## Aim of the task
All lines in the records that carry the string "positive" are to be shown.
Segment Start: Data provided
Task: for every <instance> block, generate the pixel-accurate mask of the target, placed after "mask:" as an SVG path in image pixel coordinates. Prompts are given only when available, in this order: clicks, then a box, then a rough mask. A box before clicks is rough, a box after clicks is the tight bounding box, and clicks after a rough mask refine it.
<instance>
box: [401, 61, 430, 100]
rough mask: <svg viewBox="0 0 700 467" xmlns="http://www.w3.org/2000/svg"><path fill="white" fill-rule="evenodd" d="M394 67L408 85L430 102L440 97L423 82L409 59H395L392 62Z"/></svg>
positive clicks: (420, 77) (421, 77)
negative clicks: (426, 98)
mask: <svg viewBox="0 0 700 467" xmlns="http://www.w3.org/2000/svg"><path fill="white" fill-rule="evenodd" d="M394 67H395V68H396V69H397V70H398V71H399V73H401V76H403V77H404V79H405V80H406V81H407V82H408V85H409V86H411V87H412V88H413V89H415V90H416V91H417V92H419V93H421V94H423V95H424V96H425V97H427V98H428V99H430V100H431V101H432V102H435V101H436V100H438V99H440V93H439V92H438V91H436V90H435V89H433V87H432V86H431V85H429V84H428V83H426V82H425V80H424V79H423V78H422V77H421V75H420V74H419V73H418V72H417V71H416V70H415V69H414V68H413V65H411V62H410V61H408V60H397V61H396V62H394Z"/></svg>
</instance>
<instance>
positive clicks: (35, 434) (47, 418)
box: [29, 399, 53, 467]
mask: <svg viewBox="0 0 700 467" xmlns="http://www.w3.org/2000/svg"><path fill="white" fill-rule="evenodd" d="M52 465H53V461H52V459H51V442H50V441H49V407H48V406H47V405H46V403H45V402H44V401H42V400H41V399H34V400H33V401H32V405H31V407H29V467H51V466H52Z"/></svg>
Segment End: Data provided
## Exercise answer
positive clicks: (420, 77) (421, 77)
positive clicks: (35, 434) (47, 418)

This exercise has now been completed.